** START Source excerpt **
The system also includes a plurality of heat conductors coupled to
the heat manifold and affixed to the garment. An end of each of the
plurality of heat conductors is coupled to the heat manifold for
conducting heat from the heat manifold to the garment, to warm the
garment.
BRIEF DESCRIPTION OF THE SEVERAL VIEWS OF THE DRAWINGS
[0013] FIG. 1 is a simplified diagram showing an exemplary
embodiment, partially in phantom, of a thermal distribution and
regulation system for a garment;
[0014] FIG. 2 is a fragmentary cross-sectional view taken along
lines 2-2 of FIG. 1 showing a heat conductor of the exemplary
embodiment of the thermal distribution and regulation system for a
garment secured to a garment;
[0015] FIG. 3 is a simplified fragmentary, partially cut-away
diagram showing an exemplary embodiment of a heat manifold
contacting a surface of a heat source of a thermal distribution and
regulation system for a garment;
[0016] FIG. 4 is a simplified fragmentary, diagram showing an
exemplary embodiment of a heat manifold contacting a surface of a
heat source of a thermal distribution and regulation system for a
garment; and
[0017] FIG. 5 is a cross-sectional view taken along lines 5-5 of
FIG. 4 showing an exemplary embodiment of a heat conductor coupled
to a heat manifold in contact with a surface of a heat source.
DETAILED DESCRIPTION
[0018] The following description is made for the purpose of
illustrating the general principles of the invention and is not
meant to limit the inventive concepts claimed herein. Further,
particular features described herein can be used in combination
with other described features in each of the various possible
combinations and permutations. Unless otherwise specifically
defined herein, all terms are to be given their broadest possible
interpretation including meanings implied from the specification as
well as meanings understood by those skilled in the art and/or as
defined in dictionaries, treatises, etc.
[0019] In one embodiment, a thermal distribution and regulation
device for a garment that includes a self-contained heat source and
a heat manifold contacting a surface of the heat source. The heat
manifold is mechanically adjusted relative to the heat source to
control the contact surface area between the heat source and heat
manifold for regulating heat conducted from the heat source. The
device also includes a heat conductor in thermal communication with
the heat manifold. The heat conductor conducts heat from the heat
manifold along the garment.
** END Source excerpt **
** START Extracted entries **
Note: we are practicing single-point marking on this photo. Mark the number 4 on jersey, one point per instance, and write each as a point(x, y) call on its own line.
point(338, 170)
** END Extracted entries **
** START Extracted entries **
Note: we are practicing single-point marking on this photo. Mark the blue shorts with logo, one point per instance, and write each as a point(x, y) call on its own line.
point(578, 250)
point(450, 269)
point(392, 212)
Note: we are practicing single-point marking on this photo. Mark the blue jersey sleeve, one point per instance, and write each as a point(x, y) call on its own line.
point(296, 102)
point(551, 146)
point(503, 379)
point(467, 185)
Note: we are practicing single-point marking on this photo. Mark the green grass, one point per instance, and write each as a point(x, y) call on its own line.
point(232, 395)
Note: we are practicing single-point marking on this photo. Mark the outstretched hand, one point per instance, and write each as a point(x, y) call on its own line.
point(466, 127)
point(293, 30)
** END Extracted entries **
** START Extracted entries **
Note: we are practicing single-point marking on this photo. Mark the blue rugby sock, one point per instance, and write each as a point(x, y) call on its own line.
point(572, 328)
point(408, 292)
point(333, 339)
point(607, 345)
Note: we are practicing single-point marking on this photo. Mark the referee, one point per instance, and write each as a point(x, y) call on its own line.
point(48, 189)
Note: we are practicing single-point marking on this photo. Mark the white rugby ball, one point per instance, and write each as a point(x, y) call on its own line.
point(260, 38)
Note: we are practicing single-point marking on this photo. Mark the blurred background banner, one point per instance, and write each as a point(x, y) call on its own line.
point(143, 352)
** END Extracted entries **
Written request: Check each statement against the excerpt on garment heating. Answer yes or no for each, and quote the words of the excerpt that decide it. (a) FIG. 2 is a view taken along lines 2-2 of FIG. 1. (b) The heat manifold is adjusted electrically relative to the heat source. (c) FIG. 5 is a view taken along lines 5-5 of FIG. 3.

Solution:
(a) Yes: "FIG. 2 is a fragmentary cross-sectional view taken along lines 2-2 of FIG. 1"
(b) No: "The heat manifold is mechanically adjusted relative to the heat source"
(c) No: "FIG. 5 is a cross-sectional view taken along lines 5-5 of FIG. 4"